## Required work
1. In the article on donated internet hot spots, condense the paragraph beginning "Many towns, like Two Rock" into a short bulleted list that keeps its main facts.
2. According to the article on donated internet hot spots, why have telecommunication giants not invested in broadband in rural areas? Answer in one to three sentences.
══ Document text ══
Santa Rosa architectural firm donates internet hot spots to help rural North Bay schools

Quattrocchi Kwok Architects provided 60 devices to help poor and remote districts overcome lack of internet service among families needing it for at-home instruction.|

Mark Quattrocchi crossed the front curb of Two Rock Elementary School on Thursday in a fabric mask and rubber gloves, carrying a sealed brown box as he walked toward a school administrator in a similar set of protective gear.

“I feel like we’re in a dark alley or something,” he said as he handed the plain-looking package to Betha MacClain, the principal and superintendent of the rural school district west of Petaluma.

The box contained not contraband but 26 mobile hot spots for Two Rock students who haven’t had reliable internet or any online access whatsoever since mid-March when Sonoma County’s 40 public school districts were forced to close because of the coronavirus pandemic and switch to at-home instruction for 70,000 students.

Since then, the distance learning has highlighted the chronic shortage of internet access in remote and low-income communities who need it for the rest of the school year.

Many towns, like Two Rock, have been ignored by telecommunication giants that local elected officials say haven’t invested in broadband in rural areas because they offer minimal profits. MacClain has devoted much of the past month to try to help local families overcome the so-called digital divide, the disparate technological realities between cities and their pastoral neighbors still lacking an internet connection.
═══
══ Provided information ══
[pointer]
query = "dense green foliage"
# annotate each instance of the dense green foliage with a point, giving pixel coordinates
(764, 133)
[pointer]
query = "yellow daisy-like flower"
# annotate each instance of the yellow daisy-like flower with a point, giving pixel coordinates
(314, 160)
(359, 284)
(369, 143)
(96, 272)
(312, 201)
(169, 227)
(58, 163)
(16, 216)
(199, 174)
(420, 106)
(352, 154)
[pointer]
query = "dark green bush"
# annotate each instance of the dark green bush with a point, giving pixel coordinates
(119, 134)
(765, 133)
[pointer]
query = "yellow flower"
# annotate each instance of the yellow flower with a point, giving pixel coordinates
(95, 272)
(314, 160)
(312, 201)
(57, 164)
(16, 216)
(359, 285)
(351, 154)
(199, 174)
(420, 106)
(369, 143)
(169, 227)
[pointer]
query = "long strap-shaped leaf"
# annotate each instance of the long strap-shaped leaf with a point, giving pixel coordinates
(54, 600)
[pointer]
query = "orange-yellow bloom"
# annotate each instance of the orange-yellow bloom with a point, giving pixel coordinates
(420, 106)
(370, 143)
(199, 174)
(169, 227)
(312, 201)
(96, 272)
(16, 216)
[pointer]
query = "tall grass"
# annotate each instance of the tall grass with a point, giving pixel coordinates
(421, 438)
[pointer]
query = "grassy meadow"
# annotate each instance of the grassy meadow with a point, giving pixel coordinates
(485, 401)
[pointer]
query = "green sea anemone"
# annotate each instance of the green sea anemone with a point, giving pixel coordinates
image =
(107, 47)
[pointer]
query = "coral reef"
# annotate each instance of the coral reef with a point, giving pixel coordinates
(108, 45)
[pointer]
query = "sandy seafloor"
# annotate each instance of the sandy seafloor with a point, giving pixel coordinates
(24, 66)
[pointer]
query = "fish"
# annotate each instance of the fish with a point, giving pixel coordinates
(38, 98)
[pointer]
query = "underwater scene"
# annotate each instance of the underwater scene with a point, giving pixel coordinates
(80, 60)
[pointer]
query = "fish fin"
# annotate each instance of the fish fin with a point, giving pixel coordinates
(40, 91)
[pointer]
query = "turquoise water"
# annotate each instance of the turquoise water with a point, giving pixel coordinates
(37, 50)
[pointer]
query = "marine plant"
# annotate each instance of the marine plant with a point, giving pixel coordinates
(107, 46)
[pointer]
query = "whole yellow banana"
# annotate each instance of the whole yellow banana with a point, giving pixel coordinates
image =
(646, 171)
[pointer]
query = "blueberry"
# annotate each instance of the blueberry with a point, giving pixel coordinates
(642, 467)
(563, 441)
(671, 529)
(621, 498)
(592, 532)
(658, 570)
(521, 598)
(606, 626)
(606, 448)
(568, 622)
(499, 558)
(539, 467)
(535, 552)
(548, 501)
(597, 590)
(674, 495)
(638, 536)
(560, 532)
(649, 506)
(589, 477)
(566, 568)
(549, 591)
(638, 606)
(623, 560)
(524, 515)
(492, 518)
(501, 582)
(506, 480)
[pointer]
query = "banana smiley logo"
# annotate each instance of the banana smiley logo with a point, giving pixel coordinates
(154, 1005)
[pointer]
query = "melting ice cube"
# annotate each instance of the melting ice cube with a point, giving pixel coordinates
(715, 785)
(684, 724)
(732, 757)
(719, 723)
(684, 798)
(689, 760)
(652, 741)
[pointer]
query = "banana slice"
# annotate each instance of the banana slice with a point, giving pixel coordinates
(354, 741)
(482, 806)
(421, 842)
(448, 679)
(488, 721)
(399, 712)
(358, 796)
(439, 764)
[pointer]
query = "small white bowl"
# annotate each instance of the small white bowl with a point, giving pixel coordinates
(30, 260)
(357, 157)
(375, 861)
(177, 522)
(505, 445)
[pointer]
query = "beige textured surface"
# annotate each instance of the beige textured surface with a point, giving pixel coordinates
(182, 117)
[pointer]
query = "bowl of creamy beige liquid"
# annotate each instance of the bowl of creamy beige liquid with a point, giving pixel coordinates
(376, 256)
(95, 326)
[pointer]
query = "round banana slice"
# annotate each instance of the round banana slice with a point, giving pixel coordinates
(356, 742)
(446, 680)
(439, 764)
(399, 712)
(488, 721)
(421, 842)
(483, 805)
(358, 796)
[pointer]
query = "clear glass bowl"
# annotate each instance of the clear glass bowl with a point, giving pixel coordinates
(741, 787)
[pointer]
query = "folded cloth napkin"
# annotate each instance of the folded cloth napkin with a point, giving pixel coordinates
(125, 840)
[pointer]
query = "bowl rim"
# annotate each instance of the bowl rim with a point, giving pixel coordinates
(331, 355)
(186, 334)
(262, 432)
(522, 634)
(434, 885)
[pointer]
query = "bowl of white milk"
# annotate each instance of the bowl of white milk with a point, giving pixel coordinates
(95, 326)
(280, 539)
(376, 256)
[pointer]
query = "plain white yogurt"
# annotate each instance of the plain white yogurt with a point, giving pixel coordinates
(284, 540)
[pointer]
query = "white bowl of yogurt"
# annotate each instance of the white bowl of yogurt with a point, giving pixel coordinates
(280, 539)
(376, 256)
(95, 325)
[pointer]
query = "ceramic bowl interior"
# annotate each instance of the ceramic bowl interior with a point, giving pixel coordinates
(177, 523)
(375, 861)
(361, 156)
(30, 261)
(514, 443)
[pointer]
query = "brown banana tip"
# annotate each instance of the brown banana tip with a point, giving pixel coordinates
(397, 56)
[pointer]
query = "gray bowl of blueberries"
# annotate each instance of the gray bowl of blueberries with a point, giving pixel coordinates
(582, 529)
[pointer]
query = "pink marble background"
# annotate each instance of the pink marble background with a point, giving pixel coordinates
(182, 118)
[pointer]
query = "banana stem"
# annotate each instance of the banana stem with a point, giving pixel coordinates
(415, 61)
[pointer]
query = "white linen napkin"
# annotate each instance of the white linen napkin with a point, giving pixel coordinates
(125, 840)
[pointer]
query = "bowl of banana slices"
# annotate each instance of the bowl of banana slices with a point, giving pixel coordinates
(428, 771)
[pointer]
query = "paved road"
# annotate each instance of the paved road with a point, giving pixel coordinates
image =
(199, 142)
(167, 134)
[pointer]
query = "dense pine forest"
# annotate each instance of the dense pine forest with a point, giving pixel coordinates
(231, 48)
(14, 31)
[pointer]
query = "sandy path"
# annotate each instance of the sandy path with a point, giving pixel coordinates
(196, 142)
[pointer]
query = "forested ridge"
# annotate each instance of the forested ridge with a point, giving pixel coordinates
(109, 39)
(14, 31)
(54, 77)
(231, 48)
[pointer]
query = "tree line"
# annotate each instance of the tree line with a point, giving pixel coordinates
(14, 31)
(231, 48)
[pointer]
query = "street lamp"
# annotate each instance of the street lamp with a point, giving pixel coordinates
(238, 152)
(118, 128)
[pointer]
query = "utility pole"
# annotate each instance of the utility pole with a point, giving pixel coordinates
═══
## Outputs in order
1.
- Telecommunication giants have ignored many towns such as Two Rock.
- Local elected officials say these companies have not invested in rural broadband because it offers minimal profits.
- MacClain has spent much of the past month trying to help local families overcome the digital divide.
- The digital divide is the gap in technology between cities and rural neighbors that still lack an internet connection.

2. Local elected officials say the companies have not invested in rural broadband because those areas offer minimal profits. As a result, many towns such as Two Rock have been ignored.